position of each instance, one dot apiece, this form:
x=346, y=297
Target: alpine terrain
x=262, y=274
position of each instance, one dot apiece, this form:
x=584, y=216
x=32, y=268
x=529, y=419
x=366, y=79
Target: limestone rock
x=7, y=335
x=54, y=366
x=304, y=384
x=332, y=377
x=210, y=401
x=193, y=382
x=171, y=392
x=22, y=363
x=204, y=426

-*-*-

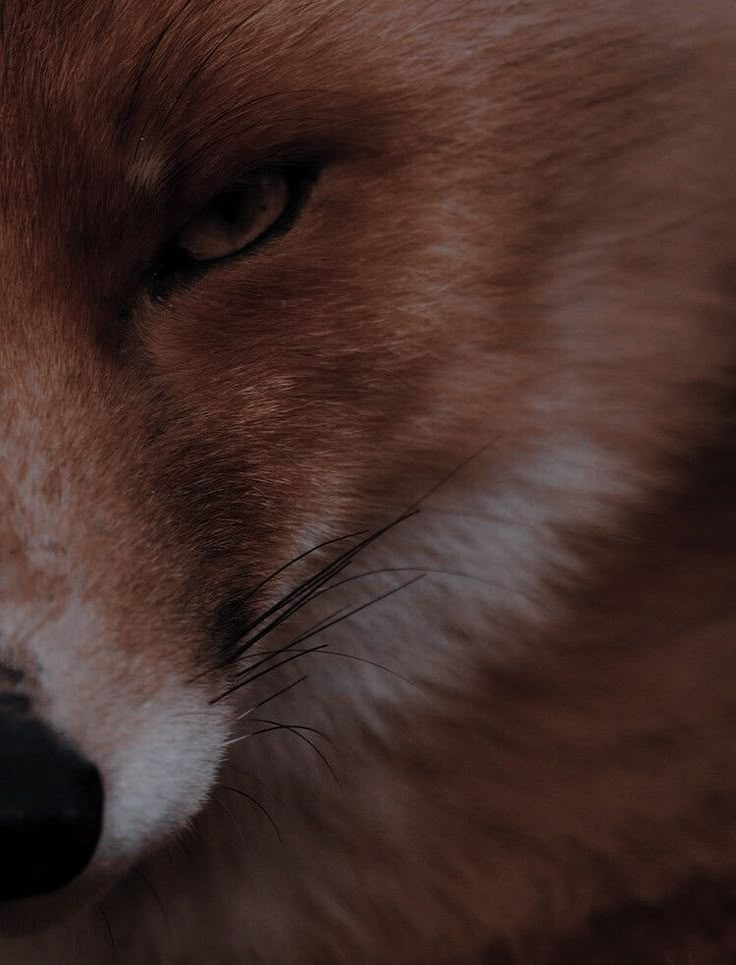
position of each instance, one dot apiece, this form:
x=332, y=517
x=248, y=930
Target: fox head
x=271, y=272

-*-*-

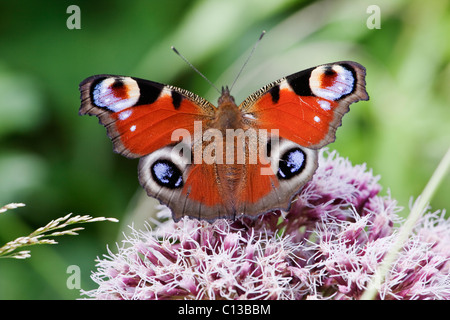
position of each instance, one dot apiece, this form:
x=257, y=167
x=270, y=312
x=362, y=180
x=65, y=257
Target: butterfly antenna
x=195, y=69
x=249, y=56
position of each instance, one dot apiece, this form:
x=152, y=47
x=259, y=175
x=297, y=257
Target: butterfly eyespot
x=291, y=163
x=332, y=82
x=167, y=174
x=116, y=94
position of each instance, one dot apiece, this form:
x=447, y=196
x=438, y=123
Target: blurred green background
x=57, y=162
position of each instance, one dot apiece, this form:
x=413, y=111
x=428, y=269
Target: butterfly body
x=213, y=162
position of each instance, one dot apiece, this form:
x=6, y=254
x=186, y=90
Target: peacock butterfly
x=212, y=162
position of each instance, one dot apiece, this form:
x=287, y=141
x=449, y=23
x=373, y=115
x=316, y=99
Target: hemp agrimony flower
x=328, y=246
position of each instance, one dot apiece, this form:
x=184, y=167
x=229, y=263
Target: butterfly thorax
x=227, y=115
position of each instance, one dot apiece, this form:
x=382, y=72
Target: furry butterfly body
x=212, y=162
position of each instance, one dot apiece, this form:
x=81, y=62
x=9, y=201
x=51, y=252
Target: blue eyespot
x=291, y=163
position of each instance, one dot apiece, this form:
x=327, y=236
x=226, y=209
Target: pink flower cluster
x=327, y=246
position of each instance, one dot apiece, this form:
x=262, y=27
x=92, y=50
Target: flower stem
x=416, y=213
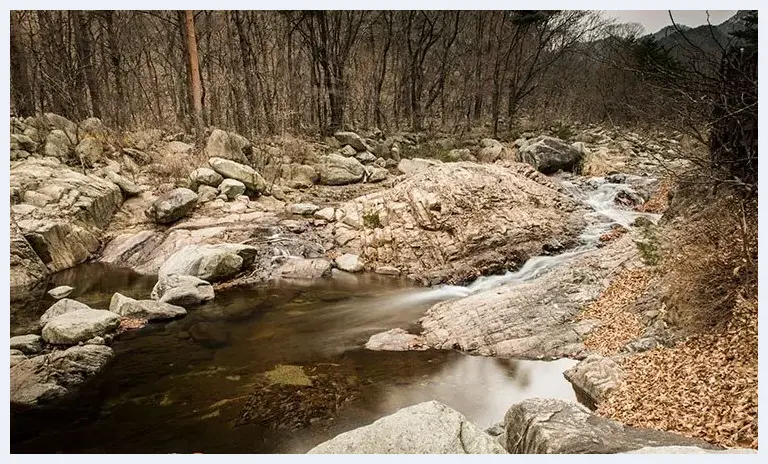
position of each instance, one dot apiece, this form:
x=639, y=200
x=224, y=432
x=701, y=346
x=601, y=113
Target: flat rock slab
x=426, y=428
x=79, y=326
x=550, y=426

-*-*-

Task details → Exactly the lines above from the one that contains "x=226, y=209" down to the one that contains "x=601, y=113" are to be output, both ends kept and pictures omitted.

The completed task →
x=226, y=209
Target: pink flower cluster
x=327, y=246
position of each instance, one dot apiece, this form:
x=262, y=27
x=92, y=50
Target: flower stem
x=416, y=213
position of each instance, one dot apiece, this form:
x=639, y=200
x=224, y=432
x=701, y=346
x=601, y=113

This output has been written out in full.